Work task
Every record, from the first line to the last, needs to be given again exactly.

● ● ● ● ● ● ●

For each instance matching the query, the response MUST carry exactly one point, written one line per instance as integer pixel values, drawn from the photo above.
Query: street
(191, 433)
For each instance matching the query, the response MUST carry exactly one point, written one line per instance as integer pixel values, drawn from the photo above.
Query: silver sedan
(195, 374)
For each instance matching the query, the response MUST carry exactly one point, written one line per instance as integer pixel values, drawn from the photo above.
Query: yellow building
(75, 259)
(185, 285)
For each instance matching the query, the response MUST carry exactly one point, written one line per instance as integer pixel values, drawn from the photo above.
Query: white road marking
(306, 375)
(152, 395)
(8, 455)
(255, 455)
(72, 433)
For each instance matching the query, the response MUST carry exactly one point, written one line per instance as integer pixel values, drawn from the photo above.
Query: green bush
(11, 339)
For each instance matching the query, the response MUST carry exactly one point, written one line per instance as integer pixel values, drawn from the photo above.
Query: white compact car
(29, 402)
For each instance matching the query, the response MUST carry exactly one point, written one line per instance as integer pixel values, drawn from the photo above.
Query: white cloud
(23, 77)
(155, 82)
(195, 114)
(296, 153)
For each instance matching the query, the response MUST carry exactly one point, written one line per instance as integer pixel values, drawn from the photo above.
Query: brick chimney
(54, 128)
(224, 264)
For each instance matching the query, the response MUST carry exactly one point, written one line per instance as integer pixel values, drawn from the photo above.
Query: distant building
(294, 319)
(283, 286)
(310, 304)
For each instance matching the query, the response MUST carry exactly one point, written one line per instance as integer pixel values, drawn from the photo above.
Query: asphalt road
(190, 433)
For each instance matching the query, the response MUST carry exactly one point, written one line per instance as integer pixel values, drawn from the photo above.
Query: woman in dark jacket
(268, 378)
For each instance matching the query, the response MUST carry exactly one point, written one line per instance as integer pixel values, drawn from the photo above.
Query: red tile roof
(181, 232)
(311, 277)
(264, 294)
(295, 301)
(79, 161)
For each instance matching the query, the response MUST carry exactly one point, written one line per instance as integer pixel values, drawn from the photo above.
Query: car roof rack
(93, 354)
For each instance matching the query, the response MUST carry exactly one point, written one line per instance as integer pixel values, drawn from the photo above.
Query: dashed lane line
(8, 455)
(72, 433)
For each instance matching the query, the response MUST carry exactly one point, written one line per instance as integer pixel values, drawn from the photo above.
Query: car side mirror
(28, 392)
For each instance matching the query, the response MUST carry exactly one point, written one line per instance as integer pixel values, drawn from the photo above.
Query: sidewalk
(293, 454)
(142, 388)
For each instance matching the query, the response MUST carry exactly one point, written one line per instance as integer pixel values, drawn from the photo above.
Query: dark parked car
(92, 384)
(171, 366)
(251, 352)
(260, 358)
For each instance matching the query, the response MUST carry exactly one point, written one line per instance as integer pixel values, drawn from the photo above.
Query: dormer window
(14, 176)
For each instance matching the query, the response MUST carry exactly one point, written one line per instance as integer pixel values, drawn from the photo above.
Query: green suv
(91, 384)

● ● ● ● ● ● ●

Solution to this exercise
For each instance matching the query, the response MUST carry exactly one point, written one line per instance as integer pixel values, drawn from the photo above.
Query: street
(191, 433)
For each instance matching the query, the response MUST carry exactly one point, written one line per instance as integer pixel values, drawn from the photo above.
Query: silver sedan
(195, 374)
For each instance matching the query, the response MUST carry exactly one point, written one line per instance as integer pixel values, drawn from the photo above.
Query: yellow building
(75, 259)
(185, 285)
For each instance matching the query, the response MUST carry exactly one point, written one line per instance as integer pixel values, drawn from the photo above.
Query: white road marking
(306, 375)
(152, 395)
(8, 455)
(255, 455)
(72, 433)
For each instance matching the query, the response MUST carry exactly one point, written one line per instance as integer pixel values, drawn from the photo above.
Query: green bush
(11, 339)
For each instance matching the query, the response MUST carry exactly one point, written one line per instance as integer pixel values, drawn from the photo above.
Query: white compact car
(29, 402)
For each instance matching the query, the response MUST carry exactly one point, written one line per instance as integer pixel values, drawn from the photo above.
Query: white cloud
(23, 77)
(155, 82)
(195, 114)
(296, 153)
For each instance matching the query, the response MUST carry exactly one point, written one line per instance as integer pixel values, drawn from the photo above.
Query: brick chimney
(54, 128)
(224, 264)
For each instance matching the query, the response MUST carry exactly one point, written one line per instance as integer pixel values, drawn from the photo above.
Query: distant building
(294, 319)
(283, 286)
(310, 304)
For each instance matching the query, the response MUST carry exactly one point, written one line per instance as integer pixel values, drawn from the photo above.
Query: asphalt road
(190, 433)
For each instance matching the query, the response MUST carry exactly one point, written one line per instance as integer pixel values, drawn from the photo above.
Query: woman in dark jacket
(268, 378)
For each instance matching the query, the response MUST carry exactly one point, written one line per instance as integer pixel values, drawn from the photo above.
Query: red tile roof
(181, 232)
(311, 277)
(264, 294)
(295, 301)
(79, 161)
For each instance matching the query, the response MUST carry exactly one point, written one line per instance as integer pixel values, drawn from the photo above.
Query: car roof rack
(93, 354)
For each instance matching the query, the response MUST carry exactly one point, written one line per instance as integer pixel values, drawn from the photo above.
Query: dashed lane line
(8, 455)
(72, 433)
For each instance matching the query, the response MUST carry exactly one point, written one line per instance as integer pixel values, drawn from the photo above.
Query: car side mirror
(28, 392)
For each instance matching the query, the response MUST carry exactly one point, written one line per instance as integer pixel values, drawn from the photo above.
Query: sidewalk
(293, 454)
(142, 388)
For each instance matching the query, the response MUST carry exactly one point, written one line per instance as integer pixel values, drawn from the photo above.
Query: dark parked car
(92, 384)
(171, 366)
(251, 352)
(260, 358)
For each instance matching the query, the response MUST carry exactly one point, written one line per instance as integer pixel values, drawn from the photo above.
Query: dormer window
(14, 176)
For each instance matching the query, the response MUST carry exactly one point, written one line per instance as integer pixel values, drawn from the photo above.
Query: green suv
(91, 384)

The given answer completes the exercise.